Start of Records to process

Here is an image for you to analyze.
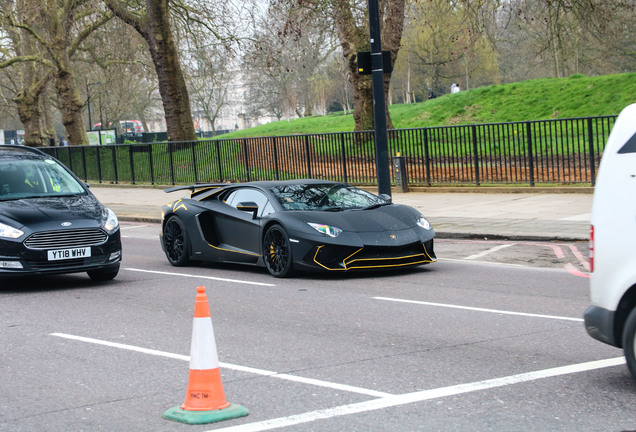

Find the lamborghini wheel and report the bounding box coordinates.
[263,225,293,278]
[163,216,190,267]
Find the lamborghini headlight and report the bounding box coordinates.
[0,223,24,238]
[417,215,433,230]
[307,222,342,237]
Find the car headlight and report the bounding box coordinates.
[417,215,433,230]
[102,208,119,234]
[0,223,24,238]
[307,222,342,237]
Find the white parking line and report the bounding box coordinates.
[51,333,393,397]
[372,297,583,322]
[207,357,625,432]
[464,243,514,259]
[51,333,625,432]
[124,267,276,286]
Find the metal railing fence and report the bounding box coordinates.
[43,116,616,186]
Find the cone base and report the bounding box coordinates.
[163,404,249,424]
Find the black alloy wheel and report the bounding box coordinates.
[163,216,190,267]
[263,225,293,278]
[623,309,636,379]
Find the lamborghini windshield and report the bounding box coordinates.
[0,158,85,201]
[271,183,390,211]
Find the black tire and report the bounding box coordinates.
[163,216,190,267]
[623,309,636,378]
[86,264,119,281]
[263,225,293,278]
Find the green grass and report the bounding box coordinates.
[221,73,636,138]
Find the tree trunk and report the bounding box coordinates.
[13,63,50,147]
[55,53,88,145]
[14,93,44,147]
[332,0,404,131]
[146,0,197,141]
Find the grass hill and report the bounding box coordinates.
[221,73,636,138]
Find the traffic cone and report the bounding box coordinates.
[163,286,249,424]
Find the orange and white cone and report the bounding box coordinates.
[163,286,249,424]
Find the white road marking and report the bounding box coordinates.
[123,267,276,286]
[51,333,625,432]
[372,297,583,322]
[464,243,514,259]
[207,357,625,432]
[569,245,590,271]
[51,333,393,398]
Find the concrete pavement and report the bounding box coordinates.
[91,184,593,241]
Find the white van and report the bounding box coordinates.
[584,104,636,378]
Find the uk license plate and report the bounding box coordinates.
[47,247,91,261]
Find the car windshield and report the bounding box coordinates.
[271,183,390,211]
[0,158,85,201]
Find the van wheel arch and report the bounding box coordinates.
[614,284,636,348]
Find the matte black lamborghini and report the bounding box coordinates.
[160,180,436,277]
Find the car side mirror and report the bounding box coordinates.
[236,201,258,217]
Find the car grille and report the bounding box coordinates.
[26,256,107,271]
[24,228,108,250]
[313,240,437,270]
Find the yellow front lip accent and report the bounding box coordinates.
[314,245,437,271]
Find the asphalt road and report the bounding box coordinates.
[0,223,636,431]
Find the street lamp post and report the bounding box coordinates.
[369,0,391,196]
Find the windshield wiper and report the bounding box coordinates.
[361,202,391,210]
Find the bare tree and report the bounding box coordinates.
[330,0,405,130]
[104,0,197,141]
[3,0,110,145]
[188,47,235,135]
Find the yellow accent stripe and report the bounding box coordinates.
[208,243,260,256]
[314,245,437,271]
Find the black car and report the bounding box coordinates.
[160,180,436,277]
[0,145,121,280]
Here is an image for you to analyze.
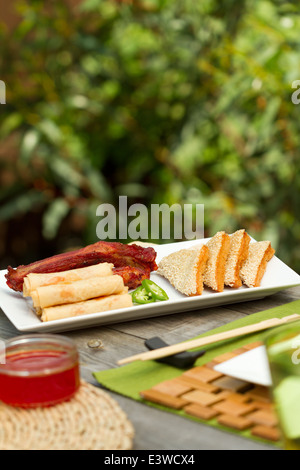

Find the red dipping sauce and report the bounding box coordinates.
[0,335,80,408]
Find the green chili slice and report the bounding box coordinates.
[142,279,169,300]
[131,286,156,304]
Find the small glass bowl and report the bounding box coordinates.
[0,334,80,408]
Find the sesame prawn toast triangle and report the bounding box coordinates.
[203,232,230,292]
[225,229,250,288]
[157,245,208,296]
[240,241,275,287]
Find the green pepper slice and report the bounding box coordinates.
[142,279,169,300]
[131,286,155,304]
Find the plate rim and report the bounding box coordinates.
[0,237,300,332]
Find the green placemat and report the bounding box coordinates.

End of Records to process

Work to complete
Reproduce all of the records above, replacing every occurrence of "bounding box" with "enclosing rectangle" and leaving everything else unchanged. Omit the pictures from your answer.

Task result
Here is an image for you to analyze.

Find the lamborghini wheel and report the enclosing rectangle coordinates.
[263,225,293,278]
[163,216,190,267]
Find the lamborghini headlight and report the enclosing rectangle coordinates.
[0,223,24,238]
[417,215,433,230]
[307,222,342,237]
Find the car headlight and report the enclosing rectangle coordinates.
[417,215,433,230]
[102,208,119,234]
[0,223,24,238]
[307,222,342,237]
Find the white parking line and report the enclosing rectangle coordinates.
[51,333,393,397]
[372,297,583,322]
[207,357,625,432]
[464,243,514,259]
[51,333,625,432]
[124,267,276,286]
Find the metal railing fence and report the enclosing rectangle coordinates.
[43,116,616,186]
Find the cone base and report the enclosing rectangle coordinates.
[163,404,249,424]
Find the black alloy wheel and report the enclosing rectangle coordinates.
[163,216,190,267]
[263,225,293,278]
[623,309,636,379]
Find the lamborghini windshield and report the enclosing rectangle coordinates.
[0,158,85,201]
[271,183,390,211]
Find the black tire and report the enclosing rectangle coordinates.
[163,216,190,267]
[623,309,636,378]
[86,264,119,281]
[263,225,293,278]
Find the green grass and report the enclosing rectangle coordinates.
[221,73,636,138]
Find the tree trunk and report the enclosing rectangle coordinates.
[13,63,50,147]
[55,53,88,145]
[14,93,44,147]
[332,0,404,131]
[146,0,197,141]
Find the grass hill and report the enclosing rectangle coordinates.
[221,73,636,138]
Find the traffic cone and report the enclosing rectangle coordinates.
[163,286,249,424]
Find the orange and white cone and report the enclosing rectangle coordinates.
[163,286,249,424]
Find the white road marking and report the enclosing rectangle coordinates.
[123,267,276,286]
[51,333,625,432]
[372,297,583,322]
[464,243,514,259]
[207,357,625,432]
[569,245,590,271]
[51,333,393,398]
Find the concrete pavement and report the enclosing rectangle coordinates.
[91,184,593,241]
Find the white van and report the enclosing rectangle coordinates.
[584,104,636,378]
Find the uk license plate and report the enclosing rectangle coordinates.
[47,247,91,261]
Find the car windshield and report the enclosing rectangle coordinates.
[271,183,390,211]
[0,158,85,201]
Find the van wheel arch and report the enclosing rectangle coordinates.
[614,284,636,348]
Find the matte black lamborghini and report the enclosing rectangle coordinates.
[160,180,436,277]
Find the car side mirror and report the enclosing rectangle coordinates.
[236,201,258,217]
Find the car grille and report the enclosing rectangle coordinates.
[26,256,107,271]
[24,228,108,250]
[313,240,437,270]
Find the yellow front lip accent and report the enclosing rectangle coordinates.
[314,245,437,271]
Find the asphalt road and report the enclosing rectangle coordinates.
[0,223,636,431]
Find the street lamp post and report the enclosing rectangle coordinates.
[369,0,391,196]
Find the windshield wiper and report the enclosing rectangle coordinates.
[361,202,391,210]
Find the bare tree and report the enclosing rectangle coordinates.
[330,0,405,130]
[104,0,197,141]
[3,0,110,145]
[188,47,235,135]
Find the yellow accent stripe and report the enclosing rectangle coordinates.
[208,243,260,256]
[314,245,437,271]
Find the black car and report the enclosing rectangle coordinates.
[160,180,436,277]
[0,145,121,280]
Here is an image for you to analyze.

Find the red dipping sauce and report the enclosing rectangle coordinates.
[0,335,80,408]
Find the green chili slice and report the enclosing rectangle coordinates.
[142,279,169,300]
[131,286,156,304]
Find the small glass bowl and report the enclosing rectangle coordinates.
[0,334,80,408]
Find the sesame prawn toast triangle and report the enclosing rectangle coordinates.
[203,232,230,292]
[225,229,250,288]
[157,245,208,296]
[240,241,275,287]
Find the green pepper slice and report the enclosing rectangle coordinates.
[142,279,169,300]
[131,286,155,304]
Find the plate rim and report the enclosing rectangle coordinates.
[0,237,300,332]
Find the green placemat and report the enclosing rectangle coordinates.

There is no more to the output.